*EXERCISE REQUIREMENTS*. Please pick out every row below that contains the string "clicks" and copy each one in full. Case counts.

*ENTRIES PROVIDED*.
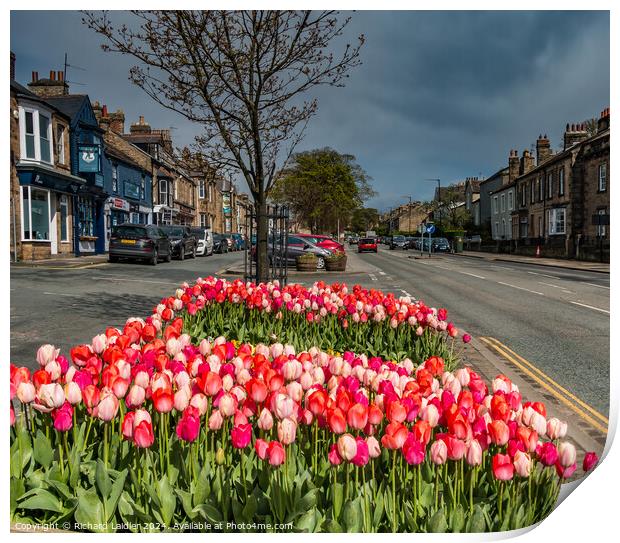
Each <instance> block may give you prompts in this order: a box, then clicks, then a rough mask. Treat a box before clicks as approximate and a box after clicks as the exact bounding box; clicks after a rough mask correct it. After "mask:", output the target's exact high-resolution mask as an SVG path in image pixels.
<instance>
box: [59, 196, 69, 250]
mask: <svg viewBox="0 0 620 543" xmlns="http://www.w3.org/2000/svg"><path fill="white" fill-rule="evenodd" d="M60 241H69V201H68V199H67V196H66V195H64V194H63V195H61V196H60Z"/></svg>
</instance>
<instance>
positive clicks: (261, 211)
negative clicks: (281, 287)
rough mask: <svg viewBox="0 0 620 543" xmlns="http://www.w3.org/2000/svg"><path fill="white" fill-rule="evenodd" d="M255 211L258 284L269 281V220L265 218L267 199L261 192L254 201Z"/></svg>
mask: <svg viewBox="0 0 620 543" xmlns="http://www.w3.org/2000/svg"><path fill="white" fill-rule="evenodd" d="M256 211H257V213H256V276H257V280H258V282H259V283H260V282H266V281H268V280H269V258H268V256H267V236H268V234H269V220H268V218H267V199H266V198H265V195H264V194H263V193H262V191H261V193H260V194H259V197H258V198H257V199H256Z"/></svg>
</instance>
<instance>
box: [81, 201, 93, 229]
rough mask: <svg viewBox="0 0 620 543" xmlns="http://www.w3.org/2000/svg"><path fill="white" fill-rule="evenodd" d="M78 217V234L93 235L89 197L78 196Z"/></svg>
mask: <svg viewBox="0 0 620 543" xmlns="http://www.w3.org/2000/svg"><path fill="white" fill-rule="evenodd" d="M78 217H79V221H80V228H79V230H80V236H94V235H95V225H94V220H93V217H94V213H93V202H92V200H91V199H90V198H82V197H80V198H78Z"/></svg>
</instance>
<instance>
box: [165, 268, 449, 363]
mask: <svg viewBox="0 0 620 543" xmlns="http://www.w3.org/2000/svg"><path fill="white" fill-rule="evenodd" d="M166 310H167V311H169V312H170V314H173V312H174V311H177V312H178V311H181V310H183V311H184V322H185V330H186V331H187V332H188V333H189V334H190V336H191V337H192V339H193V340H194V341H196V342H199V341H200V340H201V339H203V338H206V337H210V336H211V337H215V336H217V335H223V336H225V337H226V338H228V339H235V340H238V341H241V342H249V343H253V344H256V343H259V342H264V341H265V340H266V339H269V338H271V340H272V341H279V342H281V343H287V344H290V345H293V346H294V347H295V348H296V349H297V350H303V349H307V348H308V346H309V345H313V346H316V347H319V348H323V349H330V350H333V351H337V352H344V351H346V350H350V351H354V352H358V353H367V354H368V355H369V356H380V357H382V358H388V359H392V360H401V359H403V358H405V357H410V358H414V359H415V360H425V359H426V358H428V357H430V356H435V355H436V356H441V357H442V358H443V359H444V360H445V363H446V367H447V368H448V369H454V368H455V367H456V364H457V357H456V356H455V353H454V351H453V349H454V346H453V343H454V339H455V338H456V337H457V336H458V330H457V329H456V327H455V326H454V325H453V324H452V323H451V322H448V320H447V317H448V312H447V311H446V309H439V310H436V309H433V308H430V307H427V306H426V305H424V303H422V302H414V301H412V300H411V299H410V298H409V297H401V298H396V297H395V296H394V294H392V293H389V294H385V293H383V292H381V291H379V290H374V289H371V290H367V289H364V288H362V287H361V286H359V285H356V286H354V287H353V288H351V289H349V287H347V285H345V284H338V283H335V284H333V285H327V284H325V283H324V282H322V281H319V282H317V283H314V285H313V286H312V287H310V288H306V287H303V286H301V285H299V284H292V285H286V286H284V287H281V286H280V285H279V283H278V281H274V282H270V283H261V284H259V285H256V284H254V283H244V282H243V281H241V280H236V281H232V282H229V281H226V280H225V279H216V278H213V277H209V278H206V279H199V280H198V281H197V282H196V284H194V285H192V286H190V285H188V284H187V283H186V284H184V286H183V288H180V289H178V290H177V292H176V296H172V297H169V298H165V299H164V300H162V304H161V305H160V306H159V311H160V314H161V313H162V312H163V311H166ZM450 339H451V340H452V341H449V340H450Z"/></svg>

*WRITTEN RESPONSE*.
Each <instance> block may give you prompts in this order: a box, then clicks, then a rough mask. Treat a box before clicks as approximate and a box after clicks as the exact bounding box; clicks after a rough mask correct it. After "mask:", output the target's exact high-resolution mask as an SVG path in image pixels.
positive clicks: (261, 211)
negative clicks: (281, 287)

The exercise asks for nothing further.